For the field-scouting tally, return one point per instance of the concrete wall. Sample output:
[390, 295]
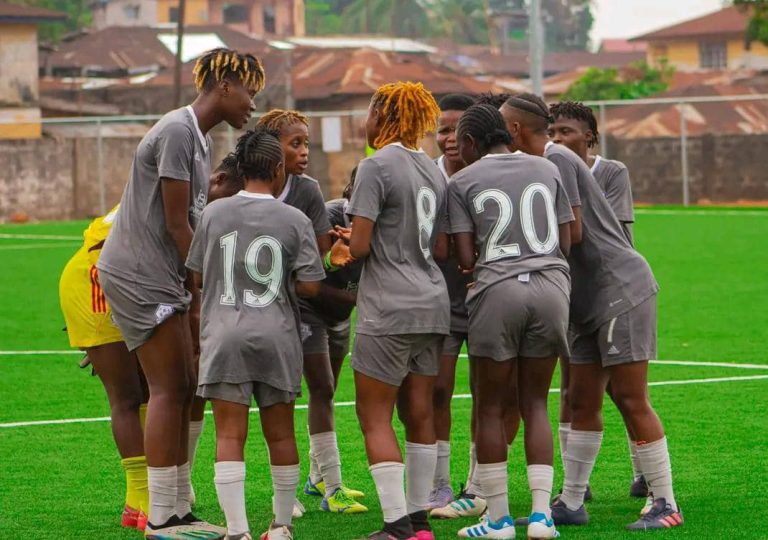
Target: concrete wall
[58, 178]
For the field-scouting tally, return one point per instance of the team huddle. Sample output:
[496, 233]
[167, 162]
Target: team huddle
[228, 286]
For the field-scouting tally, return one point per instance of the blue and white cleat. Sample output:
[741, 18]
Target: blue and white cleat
[504, 529]
[539, 527]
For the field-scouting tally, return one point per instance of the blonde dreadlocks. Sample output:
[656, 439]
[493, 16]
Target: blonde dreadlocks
[410, 112]
[219, 64]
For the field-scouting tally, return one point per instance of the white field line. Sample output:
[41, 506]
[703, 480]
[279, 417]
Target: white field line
[39, 237]
[663, 212]
[341, 404]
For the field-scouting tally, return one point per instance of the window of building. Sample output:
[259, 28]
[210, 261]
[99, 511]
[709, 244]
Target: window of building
[269, 20]
[713, 55]
[235, 13]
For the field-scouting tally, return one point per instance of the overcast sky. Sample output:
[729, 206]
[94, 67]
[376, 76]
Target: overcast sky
[628, 18]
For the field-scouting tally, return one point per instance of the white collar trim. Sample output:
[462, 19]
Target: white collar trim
[250, 195]
[598, 159]
[200, 135]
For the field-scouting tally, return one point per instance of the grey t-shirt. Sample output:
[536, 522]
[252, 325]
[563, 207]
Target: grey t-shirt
[303, 192]
[139, 247]
[608, 277]
[251, 249]
[401, 291]
[455, 280]
[613, 178]
[513, 203]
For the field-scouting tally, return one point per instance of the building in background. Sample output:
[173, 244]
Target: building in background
[714, 41]
[19, 91]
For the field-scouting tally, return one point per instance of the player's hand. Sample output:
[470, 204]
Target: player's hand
[340, 255]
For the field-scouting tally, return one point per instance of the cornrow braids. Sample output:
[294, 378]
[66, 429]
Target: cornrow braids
[258, 153]
[277, 119]
[220, 64]
[410, 112]
[486, 126]
[575, 110]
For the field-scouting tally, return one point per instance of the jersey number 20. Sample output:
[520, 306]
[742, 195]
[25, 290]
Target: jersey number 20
[494, 249]
[270, 279]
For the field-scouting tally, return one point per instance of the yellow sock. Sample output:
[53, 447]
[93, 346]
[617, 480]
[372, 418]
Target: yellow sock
[137, 491]
[142, 415]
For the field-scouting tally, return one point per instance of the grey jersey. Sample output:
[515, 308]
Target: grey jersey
[303, 192]
[608, 277]
[250, 249]
[613, 178]
[513, 203]
[401, 291]
[455, 280]
[139, 247]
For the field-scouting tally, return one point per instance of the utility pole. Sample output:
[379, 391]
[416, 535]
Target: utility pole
[536, 47]
[177, 67]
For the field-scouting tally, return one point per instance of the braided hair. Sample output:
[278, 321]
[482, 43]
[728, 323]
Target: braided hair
[409, 110]
[533, 108]
[258, 153]
[221, 64]
[277, 119]
[575, 110]
[486, 126]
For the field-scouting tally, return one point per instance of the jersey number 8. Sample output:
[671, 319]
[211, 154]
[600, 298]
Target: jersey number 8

About this exercise: Make an exact copy of the records shown above, without the pictures.

Final answer:
For the field-scouting tally, return one point per instance of the concrete wall. Sample output:
[390, 295]
Target: concrete wall
[58, 178]
For the field-scouting tally, return one point per instance of the team huddle. Sample output:
[496, 233]
[167, 162]
Target: team huddle
[228, 286]
For the field-scouting tally, return one point per instance of the blue and white cleat. Sample output:
[741, 18]
Target: blue and white cleat
[504, 529]
[539, 527]
For the field-scouting tally, return one point per instance of the blonde dreadlocks. Sample output:
[656, 439]
[493, 16]
Target: blonde dreadlocks
[410, 112]
[219, 64]
For the field-scouting tally, return one point per instance of the white field line. Sample output:
[41, 506]
[703, 480]
[279, 417]
Target: white field line
[39, 237]
[663, 212]
[341, 404]
For the field-scouting tally, return one point per instance of the window of building. Sample output:
[259, 28]
[210, 261]
[99, 511]
[709, 244]
Target: window of building
[269, 20]
[713, 55]
[235, 13]
For the field-scouting tally, return one point per instance of the overcast sky. Sample output:
[729, 206]
[94, 67]
[376, 76]
Target: overcast sky
[628, 18]
For the field-scouting tally, return one point per instance of the white collar trim. Sample output:
[462, 19]
Target: white collar trim
[250, 195]
[598, 159]
[200, 135]
For the field-scouting tally, return one point per instance of the grey t-shirt. Sample output:
[536, 522]
[252, 325]
[563, 207]
Target: grey t-shirt
[303, 192]
[139, 247]
[608, 277]
[251, 249]
[401, 291]
[455, 280]
[613, 178]
[513, 203]
For the field-scouting tally, return one point per instance of the building in background. Sample output:
[173, 244]
Target: building in background
[714, 41]
[19, 91]
For the field-scouting tally, return one point per instance of the player's hand. Sample output:
[470, 204]
Target: player's hand
[340, 255]
For the field-scouting tally, return one point per instance of the cornrow braids. Sample output:
[294, 378]
[66, 429]
Target: cornrow braids
[258, 153]
[277, 119]
[220, 64]
[410, 112]
[486, 126]
[575, 110]
For the field-scouting tally, return one point per instance of the jersey number 20. Sample output:
[520, 306]
[742, 195]
[25, 290]
Target: jersey number 20
[494, 249]
[270, 279]
For the field-scouting tally, return one point per instance of the yellow sock. Sample output:
[53, 447]
[93, 346]
[617, 480]
[372, 418]
Target: yellow sock
[137, 491]
[142, 415]
For the field-scouting tally, return one point per instance of the grey jersey. Sample output:
[515, 308]
Target: grey jersey
[303, 192]
[608, 277]
[250, 249]
[613, 178]
[513, 203]
[401, 291]
[455, 280]
[139, 247]
For the field-scouting tally, return one point per instance of the utility pole. Sample output:
[379, 391]
[416, 535]
Target: utility pole
[536, 47]
[177, 67]
For the field-scouting tally, return one point per instance of the braided hair. Sample output:
[278, 321]
[482, 43]
[728, 323]
Target: braided hair
[409, 110]
[533, 108]
[258, 153]
[221, 64]
[277, 119]
[575, 110]
[486, 126]
For the field-scouting tally, return one point per instance of the jersey number 8. Sample output:
[671, 319]
[211, 154]
[600, 298]
Target: jersey number 8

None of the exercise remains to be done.